*DATA SUPPLIED*.
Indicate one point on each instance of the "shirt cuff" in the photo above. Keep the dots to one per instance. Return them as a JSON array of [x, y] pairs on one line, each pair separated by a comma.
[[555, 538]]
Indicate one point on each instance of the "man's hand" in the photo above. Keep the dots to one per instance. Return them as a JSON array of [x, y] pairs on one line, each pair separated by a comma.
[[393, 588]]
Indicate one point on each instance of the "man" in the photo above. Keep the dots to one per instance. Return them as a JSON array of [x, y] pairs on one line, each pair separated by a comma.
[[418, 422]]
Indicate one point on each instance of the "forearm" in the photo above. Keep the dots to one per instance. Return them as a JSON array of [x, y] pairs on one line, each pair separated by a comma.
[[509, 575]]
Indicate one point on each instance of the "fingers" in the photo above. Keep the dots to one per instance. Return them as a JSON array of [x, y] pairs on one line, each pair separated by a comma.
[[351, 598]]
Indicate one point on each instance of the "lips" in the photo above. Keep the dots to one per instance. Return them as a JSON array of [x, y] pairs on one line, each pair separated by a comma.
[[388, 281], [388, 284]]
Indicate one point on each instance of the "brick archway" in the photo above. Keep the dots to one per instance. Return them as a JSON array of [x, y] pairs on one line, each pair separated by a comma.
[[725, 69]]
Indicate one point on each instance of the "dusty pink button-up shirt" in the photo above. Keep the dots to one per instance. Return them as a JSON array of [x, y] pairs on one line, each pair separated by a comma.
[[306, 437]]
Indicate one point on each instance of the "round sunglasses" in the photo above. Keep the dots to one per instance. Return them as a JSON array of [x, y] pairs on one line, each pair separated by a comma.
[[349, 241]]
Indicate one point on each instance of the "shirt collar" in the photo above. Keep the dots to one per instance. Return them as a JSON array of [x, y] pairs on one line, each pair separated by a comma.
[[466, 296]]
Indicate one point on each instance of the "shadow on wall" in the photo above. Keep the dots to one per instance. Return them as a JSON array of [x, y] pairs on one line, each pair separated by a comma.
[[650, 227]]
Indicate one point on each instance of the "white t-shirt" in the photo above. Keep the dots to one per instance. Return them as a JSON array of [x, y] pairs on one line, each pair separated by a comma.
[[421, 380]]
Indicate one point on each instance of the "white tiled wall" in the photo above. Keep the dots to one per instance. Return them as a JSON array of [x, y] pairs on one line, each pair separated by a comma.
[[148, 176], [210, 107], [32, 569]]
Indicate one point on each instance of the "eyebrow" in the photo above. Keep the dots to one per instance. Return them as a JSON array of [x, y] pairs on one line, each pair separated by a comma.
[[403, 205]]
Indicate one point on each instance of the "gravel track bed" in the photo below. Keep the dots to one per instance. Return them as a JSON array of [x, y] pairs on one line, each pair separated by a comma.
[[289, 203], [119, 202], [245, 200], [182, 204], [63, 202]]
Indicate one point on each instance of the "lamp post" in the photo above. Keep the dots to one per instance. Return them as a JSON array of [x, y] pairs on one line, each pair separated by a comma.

*PROBLEM*.
Transcribe all of the data, keeping every line identical.

*TASK ANSWER*.
Indicate one point on each instance of the "shirt cuff" in the photo above. Keep the dots to one per instance. Return them as a JSON array of [x, y] pairs on one line, each pair separated by a comma.
[[555, 538]]
Indicate one point on each instance of the "man's hand" in the photo above. Keep the dots to one per instance. Return them as a JSON array of [x, y] pairs on one line, each pair separated by a comma.
[[393, 588]]
Indicate one point on each instance of the "man" in the photo above. Keep the dots to one per instance. Return them as a JSON array of [x, y] pairs on one line, each pair separated by a comma.
[[418, 422]]
Indicate one point on each instance of the "forearm" in the photo above. Keep the dots to one per instance. Return them as a JSON array of [x, y] pairs on one line, each pair separated by a comma.
[[509, 575]]
Indicate one point on each instance of the "fingers" in the photo above. Keep the dots to one per instance. Return them as a JSON array of [x, y] pairs on one line, each pair separated by a comma.
[[351, 598]]
Indicate one point on each instance of the "lips" in the photo above. Keep the dots to one per instance. Return them as a JSON array of [x, y] pairs on one line, each pair separated by a comma.
[[388, 281], [388, 284]]
Indicate one point on each instance of the "brick archway" in the photo above. Keep the dots to one per instance. Return them as a JSON array of [x, y] pairs on one line, each pair separated by a comma.
[[725, 69]]
Indicate one point on each instance of the "dusty pink button-up shirt" in the photo above. Keep the dots to one per instance. Return them as a JSON array of [x, y] pairs on one line, each pair separated by a comma.
[[306, 437]]
Indicate one point on each instance of the "round sunglasses" in the photo above. Keep the dots to one per instance. Return them as a JSON array of [x, y] pairs on one line, each pair separated by a comma.
[[349, 241]]
Indicate one point on each instance of the "shirt collar" in the photo above. Keep the dots to one per instance. Return them as a JSON array of [x, y] pairs on one line, each pair separated by a comma.
[[466, 296]]
Indicate one point on each instance of the "shadow on wall" in the photo above. Keep the dots to one per instance. Return them as a JSON array of [x, y] pairs on one line, each pair separated by a comma.
[[650, 227]]
Indicate one point on each instance of the "white t-shirt" in the photo above. Keep the dots to one per instance. Return them as a JSON array of [x, y] pairs on one line, each pair separated by a comma.
[[421, 380]]
Indicate one point on each instance of the "white tiled wall" in the photo above. Keep the dots to one per instance. Return them as a JSON array of [x, y] pairs on one line, each pair separated by a comma.
[[148, 176], [210, 107], [32, 569]]
Indicate one point on each instance of the "eyebrow" in the photo above. Keep the dots to one per instance. Return them as a JSON array of [x, y] pairs on one line, each pair separated by a comma.
[[403, 205]]
Indicate one point on each instance of the "gravel track bed" in the photo below. Keep the dots to one per instance. Return them as a JSON array of [x, y] pairs on one line, each pair separated by a comma.
[[289, 203], [119, 202], [245, 200], [182, 204], [63, 202]]
Indicate one point on each instance of the "lamp post" in the photo above. Keep the dots to one per instance. Return them as a JSON array of [x, y] pairs on one line, each pair separated by a comma.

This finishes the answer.